(Beginning of Source material)

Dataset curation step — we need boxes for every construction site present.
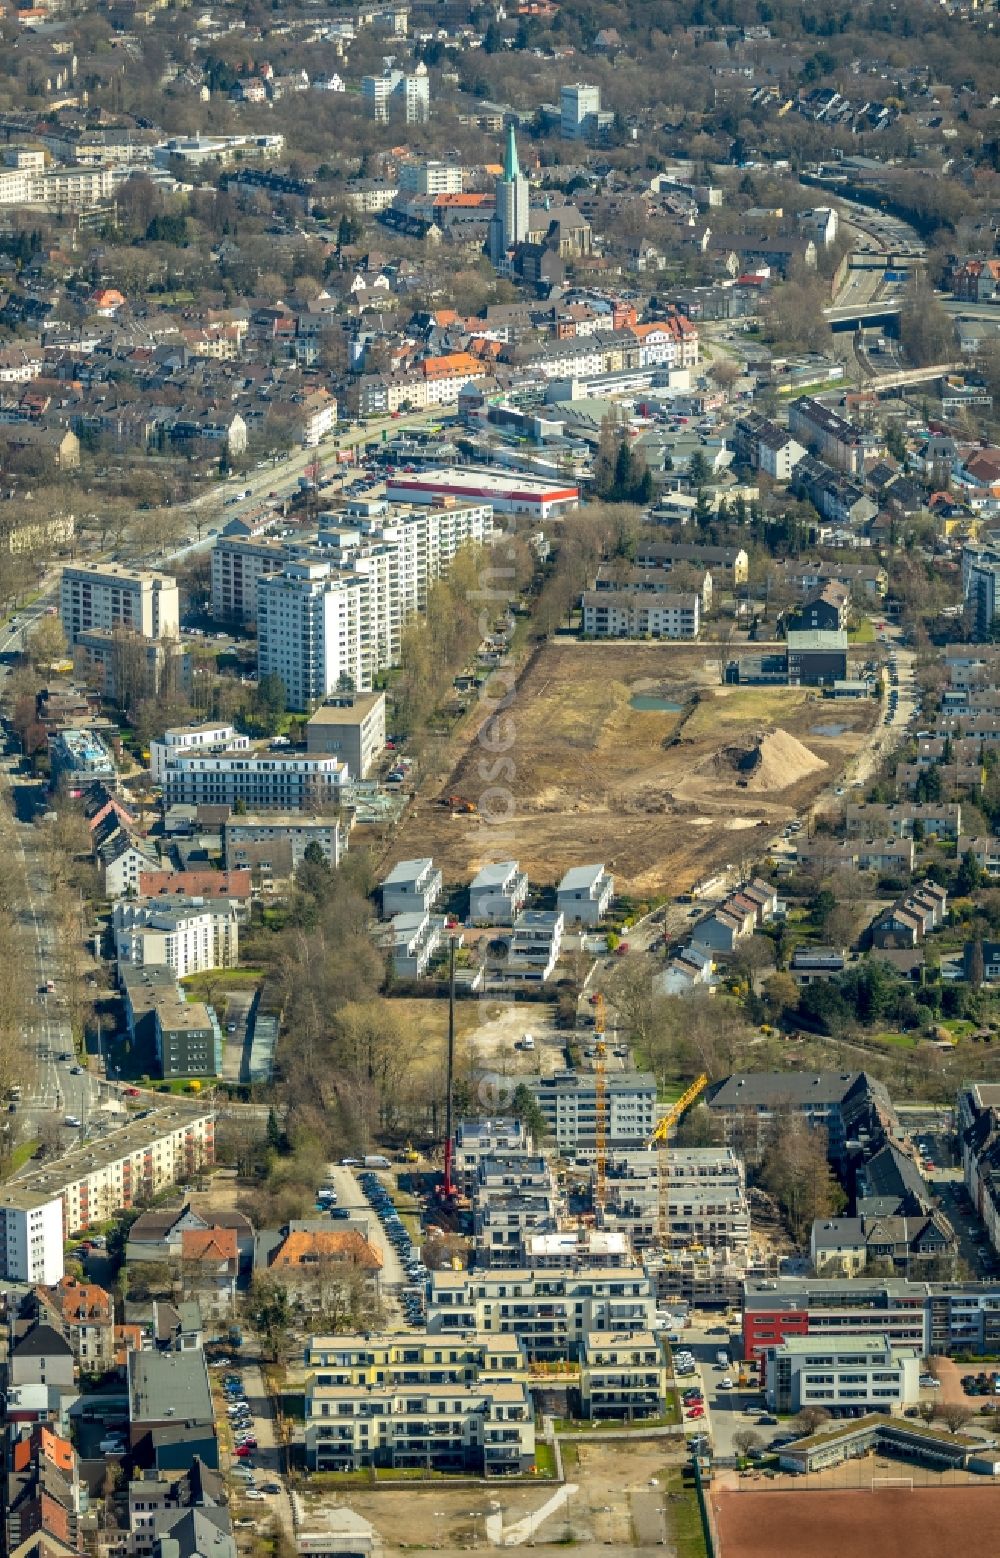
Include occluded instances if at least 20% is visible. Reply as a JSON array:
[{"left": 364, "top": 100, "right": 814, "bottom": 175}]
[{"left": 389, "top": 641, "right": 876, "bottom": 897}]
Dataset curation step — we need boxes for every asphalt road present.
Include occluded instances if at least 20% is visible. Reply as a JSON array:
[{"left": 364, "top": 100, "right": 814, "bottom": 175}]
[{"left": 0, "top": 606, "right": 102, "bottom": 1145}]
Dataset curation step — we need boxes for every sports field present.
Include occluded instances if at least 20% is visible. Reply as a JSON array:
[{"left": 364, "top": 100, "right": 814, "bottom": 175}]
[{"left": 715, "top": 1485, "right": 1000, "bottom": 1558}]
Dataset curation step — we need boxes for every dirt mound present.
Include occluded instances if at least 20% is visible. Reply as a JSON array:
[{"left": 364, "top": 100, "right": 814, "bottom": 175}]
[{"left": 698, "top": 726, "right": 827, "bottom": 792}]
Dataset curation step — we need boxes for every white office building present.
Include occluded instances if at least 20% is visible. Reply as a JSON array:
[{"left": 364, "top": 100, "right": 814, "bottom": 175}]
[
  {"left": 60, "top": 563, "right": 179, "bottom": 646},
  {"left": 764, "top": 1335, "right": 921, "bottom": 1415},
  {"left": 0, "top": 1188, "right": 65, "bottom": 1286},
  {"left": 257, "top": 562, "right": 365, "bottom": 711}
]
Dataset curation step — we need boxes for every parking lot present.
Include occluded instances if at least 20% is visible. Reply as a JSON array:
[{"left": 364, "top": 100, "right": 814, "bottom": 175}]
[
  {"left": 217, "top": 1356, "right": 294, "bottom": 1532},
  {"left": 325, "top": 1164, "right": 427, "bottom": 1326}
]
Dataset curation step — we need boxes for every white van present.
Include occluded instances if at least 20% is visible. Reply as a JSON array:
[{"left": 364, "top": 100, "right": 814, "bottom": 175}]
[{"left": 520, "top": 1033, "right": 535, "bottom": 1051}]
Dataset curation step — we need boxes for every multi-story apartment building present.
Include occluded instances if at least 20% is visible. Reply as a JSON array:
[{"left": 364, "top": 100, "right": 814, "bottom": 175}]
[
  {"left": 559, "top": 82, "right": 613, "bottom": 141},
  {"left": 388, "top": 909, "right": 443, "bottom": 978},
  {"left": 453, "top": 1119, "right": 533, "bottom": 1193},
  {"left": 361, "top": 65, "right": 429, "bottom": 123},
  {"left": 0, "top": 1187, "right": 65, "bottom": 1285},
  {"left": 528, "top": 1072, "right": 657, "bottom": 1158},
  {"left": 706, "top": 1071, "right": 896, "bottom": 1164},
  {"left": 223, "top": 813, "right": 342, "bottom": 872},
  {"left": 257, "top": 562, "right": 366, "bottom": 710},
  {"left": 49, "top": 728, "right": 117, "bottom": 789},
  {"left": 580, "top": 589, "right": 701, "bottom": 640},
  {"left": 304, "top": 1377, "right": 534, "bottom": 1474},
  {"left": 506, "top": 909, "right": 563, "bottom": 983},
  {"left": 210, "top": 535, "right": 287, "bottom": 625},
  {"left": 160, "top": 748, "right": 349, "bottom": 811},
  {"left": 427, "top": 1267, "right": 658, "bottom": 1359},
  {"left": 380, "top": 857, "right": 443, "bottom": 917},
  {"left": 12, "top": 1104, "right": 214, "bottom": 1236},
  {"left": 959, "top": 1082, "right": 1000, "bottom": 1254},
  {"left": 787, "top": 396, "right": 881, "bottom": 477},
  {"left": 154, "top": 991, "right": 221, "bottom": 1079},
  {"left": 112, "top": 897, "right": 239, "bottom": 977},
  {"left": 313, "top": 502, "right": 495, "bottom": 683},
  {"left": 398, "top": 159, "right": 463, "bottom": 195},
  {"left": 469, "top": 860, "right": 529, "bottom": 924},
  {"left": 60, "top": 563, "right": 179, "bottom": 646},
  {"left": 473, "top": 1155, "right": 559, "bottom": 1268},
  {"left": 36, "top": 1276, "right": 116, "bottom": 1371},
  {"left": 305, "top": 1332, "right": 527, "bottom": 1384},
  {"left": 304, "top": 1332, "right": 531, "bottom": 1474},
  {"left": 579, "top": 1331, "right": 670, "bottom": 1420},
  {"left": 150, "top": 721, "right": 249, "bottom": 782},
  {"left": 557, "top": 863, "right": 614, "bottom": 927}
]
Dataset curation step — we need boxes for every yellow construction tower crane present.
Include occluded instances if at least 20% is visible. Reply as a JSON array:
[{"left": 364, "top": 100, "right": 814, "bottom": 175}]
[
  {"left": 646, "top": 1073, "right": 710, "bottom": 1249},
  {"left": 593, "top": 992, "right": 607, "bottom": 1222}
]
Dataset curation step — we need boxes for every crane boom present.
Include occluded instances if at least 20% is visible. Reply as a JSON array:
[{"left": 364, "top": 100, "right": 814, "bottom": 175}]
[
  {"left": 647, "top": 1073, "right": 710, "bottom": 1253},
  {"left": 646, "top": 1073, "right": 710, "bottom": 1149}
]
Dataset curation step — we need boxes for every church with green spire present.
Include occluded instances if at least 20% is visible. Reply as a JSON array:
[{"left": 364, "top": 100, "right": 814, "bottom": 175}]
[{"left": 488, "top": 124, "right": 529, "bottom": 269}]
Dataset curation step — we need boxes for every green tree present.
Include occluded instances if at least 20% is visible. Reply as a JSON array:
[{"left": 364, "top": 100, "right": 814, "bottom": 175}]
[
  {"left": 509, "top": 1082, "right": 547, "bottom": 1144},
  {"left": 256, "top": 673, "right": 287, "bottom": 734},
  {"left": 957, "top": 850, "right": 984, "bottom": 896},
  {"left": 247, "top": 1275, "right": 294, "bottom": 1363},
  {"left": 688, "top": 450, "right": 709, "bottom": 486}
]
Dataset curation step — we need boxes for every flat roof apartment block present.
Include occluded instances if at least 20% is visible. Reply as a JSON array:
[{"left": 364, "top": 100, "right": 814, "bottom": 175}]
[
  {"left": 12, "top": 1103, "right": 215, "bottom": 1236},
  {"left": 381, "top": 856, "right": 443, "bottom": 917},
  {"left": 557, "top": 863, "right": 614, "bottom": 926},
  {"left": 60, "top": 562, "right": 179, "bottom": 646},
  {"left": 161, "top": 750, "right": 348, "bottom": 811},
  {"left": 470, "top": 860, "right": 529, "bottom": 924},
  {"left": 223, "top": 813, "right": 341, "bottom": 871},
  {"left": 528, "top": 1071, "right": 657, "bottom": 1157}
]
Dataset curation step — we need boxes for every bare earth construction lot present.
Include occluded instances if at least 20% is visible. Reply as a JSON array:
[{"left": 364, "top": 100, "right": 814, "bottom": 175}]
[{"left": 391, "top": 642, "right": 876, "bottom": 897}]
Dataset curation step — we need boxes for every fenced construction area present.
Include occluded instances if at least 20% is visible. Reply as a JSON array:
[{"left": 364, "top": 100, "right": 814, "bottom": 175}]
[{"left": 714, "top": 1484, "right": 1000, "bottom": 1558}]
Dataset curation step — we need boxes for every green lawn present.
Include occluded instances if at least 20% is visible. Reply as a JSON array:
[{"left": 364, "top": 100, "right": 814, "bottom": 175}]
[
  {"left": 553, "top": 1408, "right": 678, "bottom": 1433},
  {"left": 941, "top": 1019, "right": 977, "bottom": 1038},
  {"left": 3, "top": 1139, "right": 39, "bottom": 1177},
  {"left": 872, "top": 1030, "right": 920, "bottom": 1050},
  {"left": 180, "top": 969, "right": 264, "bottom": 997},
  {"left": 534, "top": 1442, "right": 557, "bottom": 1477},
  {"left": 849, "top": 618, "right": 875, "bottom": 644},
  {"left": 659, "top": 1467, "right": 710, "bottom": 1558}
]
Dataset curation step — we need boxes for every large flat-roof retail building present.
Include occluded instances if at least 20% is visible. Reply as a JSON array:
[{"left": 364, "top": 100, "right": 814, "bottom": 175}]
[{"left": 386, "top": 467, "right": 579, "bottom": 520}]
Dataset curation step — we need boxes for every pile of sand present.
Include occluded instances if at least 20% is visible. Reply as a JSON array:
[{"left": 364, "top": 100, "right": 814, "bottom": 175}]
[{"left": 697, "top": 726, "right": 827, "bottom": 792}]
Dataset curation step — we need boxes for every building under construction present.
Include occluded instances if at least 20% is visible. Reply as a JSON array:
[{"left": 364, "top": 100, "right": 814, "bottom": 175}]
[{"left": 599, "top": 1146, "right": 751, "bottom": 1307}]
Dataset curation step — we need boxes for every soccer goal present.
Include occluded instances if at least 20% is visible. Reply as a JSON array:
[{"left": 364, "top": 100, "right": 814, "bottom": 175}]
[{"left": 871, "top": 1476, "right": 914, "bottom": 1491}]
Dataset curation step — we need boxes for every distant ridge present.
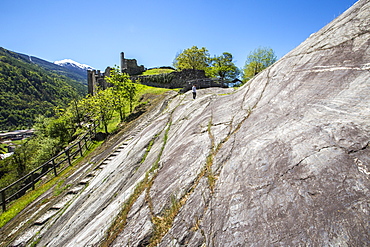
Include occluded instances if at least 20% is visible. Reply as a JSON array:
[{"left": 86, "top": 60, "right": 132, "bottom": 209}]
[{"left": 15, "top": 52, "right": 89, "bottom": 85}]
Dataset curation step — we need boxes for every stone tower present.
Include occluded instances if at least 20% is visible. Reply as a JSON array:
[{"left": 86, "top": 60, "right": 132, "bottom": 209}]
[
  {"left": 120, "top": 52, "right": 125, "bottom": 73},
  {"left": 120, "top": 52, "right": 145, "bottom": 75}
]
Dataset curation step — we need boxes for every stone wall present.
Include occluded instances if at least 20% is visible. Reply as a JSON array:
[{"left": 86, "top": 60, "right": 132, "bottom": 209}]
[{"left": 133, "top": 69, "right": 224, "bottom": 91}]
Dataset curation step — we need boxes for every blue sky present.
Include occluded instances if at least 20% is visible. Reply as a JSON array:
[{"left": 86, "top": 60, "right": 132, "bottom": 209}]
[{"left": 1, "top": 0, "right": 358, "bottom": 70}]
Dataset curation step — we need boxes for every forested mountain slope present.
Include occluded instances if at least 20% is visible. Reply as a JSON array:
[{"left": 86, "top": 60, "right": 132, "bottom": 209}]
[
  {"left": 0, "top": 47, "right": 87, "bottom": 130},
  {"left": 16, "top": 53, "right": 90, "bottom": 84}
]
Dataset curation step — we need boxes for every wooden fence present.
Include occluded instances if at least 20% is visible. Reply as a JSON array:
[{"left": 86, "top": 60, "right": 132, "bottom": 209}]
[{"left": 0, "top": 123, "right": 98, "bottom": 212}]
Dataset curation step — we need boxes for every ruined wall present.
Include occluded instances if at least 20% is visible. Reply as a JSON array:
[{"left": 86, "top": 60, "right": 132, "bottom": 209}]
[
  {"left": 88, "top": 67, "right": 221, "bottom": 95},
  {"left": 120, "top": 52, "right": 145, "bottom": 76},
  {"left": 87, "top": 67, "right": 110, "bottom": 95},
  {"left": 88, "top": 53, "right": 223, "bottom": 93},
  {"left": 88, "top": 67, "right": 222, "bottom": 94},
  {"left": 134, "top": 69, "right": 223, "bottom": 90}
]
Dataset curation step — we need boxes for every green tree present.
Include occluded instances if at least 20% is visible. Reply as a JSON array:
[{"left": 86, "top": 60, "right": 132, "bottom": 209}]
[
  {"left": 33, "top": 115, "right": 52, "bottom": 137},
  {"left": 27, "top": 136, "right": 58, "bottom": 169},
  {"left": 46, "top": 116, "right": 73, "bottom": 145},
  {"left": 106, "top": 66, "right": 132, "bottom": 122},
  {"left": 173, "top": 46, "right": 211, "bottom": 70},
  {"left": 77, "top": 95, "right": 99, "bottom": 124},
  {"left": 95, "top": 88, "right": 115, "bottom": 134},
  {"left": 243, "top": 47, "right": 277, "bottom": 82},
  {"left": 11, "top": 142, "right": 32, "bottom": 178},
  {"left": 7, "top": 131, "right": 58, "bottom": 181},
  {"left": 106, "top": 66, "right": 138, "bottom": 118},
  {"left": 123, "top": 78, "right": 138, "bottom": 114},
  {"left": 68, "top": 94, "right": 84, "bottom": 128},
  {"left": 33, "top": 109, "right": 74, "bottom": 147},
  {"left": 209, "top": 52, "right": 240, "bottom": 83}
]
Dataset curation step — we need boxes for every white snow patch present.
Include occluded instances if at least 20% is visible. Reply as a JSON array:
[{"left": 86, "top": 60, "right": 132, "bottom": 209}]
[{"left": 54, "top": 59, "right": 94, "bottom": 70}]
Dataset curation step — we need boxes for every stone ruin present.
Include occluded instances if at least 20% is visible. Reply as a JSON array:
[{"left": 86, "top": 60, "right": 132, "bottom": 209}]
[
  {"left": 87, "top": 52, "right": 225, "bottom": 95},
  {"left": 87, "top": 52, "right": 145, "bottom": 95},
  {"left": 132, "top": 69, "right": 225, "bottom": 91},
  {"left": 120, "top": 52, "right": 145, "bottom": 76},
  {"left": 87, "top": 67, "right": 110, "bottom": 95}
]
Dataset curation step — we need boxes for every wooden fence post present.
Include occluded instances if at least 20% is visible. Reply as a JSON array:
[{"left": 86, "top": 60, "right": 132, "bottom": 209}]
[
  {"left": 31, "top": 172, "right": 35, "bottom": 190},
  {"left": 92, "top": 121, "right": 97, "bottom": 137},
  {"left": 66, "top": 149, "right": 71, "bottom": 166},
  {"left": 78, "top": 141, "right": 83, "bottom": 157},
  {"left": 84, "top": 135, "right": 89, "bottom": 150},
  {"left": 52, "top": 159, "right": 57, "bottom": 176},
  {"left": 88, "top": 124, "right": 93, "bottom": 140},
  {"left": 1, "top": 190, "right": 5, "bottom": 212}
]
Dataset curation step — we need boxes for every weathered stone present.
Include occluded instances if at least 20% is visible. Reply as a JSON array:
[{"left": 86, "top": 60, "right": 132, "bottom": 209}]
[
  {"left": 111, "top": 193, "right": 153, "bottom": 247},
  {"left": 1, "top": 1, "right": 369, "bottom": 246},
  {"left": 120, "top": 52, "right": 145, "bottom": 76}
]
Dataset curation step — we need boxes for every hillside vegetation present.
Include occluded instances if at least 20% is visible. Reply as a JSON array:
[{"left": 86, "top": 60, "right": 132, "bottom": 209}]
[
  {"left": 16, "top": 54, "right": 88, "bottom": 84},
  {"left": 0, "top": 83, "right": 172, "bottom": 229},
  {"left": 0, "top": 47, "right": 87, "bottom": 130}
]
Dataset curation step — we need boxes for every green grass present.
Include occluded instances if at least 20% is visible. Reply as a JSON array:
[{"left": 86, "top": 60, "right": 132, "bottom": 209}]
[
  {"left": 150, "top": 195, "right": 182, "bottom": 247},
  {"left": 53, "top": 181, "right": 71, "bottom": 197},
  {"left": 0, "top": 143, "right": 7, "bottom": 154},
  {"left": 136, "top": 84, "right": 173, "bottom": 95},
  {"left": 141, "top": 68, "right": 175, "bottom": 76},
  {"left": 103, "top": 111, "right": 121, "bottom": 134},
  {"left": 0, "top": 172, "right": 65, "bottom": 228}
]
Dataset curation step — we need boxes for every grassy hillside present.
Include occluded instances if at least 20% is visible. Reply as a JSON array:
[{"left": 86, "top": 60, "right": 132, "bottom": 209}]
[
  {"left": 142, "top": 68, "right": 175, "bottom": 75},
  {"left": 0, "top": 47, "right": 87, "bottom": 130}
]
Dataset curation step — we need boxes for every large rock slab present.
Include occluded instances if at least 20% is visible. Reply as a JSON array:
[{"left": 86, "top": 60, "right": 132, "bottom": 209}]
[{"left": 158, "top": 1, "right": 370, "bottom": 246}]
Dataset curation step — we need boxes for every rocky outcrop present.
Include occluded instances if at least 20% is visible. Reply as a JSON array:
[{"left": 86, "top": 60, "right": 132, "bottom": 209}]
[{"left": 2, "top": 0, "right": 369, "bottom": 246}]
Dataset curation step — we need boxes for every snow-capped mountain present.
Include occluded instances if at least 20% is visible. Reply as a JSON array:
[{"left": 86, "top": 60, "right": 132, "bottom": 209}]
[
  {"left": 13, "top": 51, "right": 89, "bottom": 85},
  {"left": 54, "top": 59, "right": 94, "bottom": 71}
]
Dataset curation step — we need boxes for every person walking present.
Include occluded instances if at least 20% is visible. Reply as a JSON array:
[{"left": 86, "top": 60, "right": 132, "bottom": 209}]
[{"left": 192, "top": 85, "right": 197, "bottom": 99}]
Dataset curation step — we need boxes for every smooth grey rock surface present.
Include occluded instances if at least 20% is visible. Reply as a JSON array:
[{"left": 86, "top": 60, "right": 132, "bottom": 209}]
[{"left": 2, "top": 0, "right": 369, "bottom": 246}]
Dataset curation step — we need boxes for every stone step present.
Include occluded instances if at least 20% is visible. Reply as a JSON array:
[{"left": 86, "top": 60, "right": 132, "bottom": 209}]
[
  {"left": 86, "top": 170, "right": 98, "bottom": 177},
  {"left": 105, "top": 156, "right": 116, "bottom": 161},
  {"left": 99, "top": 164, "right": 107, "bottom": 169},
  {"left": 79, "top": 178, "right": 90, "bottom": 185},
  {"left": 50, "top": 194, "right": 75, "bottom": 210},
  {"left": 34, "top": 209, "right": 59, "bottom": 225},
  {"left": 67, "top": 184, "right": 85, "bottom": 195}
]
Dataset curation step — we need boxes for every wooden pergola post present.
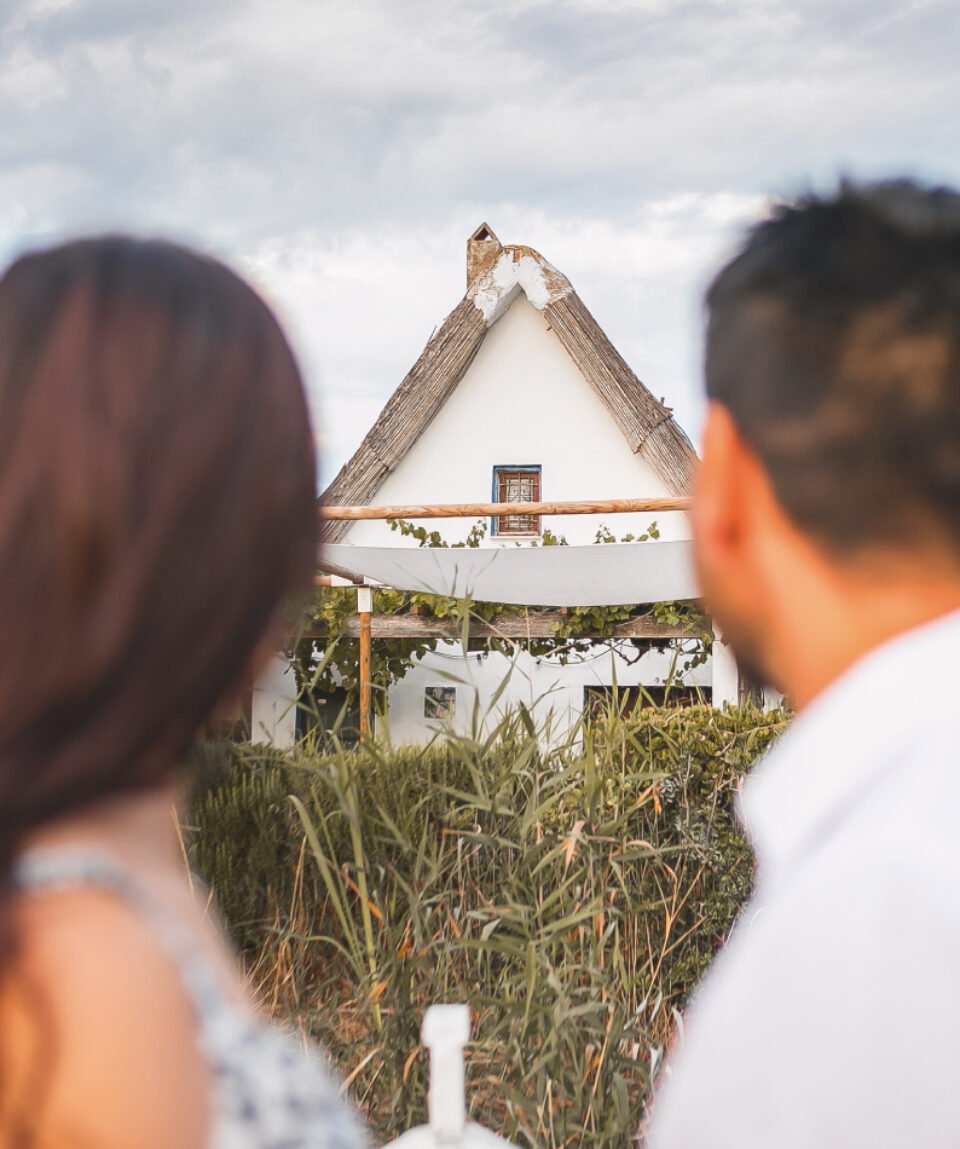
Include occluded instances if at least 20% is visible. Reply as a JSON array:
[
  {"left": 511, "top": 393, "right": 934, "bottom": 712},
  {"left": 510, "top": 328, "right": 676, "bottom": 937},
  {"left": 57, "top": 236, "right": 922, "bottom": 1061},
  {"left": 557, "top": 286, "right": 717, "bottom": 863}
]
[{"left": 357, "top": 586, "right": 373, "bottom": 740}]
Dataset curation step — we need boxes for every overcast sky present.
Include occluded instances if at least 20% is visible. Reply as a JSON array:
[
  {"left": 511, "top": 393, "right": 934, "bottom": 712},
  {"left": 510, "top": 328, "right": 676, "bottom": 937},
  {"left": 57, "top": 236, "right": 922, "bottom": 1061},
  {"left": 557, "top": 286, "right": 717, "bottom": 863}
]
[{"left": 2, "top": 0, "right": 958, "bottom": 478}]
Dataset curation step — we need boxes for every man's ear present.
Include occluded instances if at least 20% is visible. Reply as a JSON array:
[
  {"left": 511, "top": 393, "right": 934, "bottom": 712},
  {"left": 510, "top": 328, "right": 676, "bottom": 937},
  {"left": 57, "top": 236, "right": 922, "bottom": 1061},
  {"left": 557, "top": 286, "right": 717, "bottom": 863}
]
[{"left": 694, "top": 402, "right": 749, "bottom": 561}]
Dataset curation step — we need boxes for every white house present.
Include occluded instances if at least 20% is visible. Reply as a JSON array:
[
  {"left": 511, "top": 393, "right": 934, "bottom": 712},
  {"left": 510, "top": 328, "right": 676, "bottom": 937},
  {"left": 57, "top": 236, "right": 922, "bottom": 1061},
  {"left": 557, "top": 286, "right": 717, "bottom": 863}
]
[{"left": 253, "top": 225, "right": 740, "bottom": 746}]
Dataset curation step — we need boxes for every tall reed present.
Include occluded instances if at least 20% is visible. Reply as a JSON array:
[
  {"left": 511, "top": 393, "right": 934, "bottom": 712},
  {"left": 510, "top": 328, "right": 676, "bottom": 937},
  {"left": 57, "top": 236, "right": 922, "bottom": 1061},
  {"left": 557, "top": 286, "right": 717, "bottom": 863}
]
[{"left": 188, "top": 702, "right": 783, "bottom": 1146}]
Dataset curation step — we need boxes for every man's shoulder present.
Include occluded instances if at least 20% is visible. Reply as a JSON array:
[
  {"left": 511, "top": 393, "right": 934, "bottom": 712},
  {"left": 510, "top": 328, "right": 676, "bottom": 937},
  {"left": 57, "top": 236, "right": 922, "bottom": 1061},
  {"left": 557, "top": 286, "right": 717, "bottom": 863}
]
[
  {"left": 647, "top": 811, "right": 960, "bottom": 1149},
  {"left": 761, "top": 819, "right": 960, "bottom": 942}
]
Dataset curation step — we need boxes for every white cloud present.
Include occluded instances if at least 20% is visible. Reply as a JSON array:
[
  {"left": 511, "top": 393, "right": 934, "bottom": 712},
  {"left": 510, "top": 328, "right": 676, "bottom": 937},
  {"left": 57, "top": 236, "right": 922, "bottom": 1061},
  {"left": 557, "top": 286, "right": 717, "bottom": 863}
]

(End of Source material)

**Your task:**
Figure out how many lines of the material above hold the word "white", and answer with that number only.

**Task answer:**
5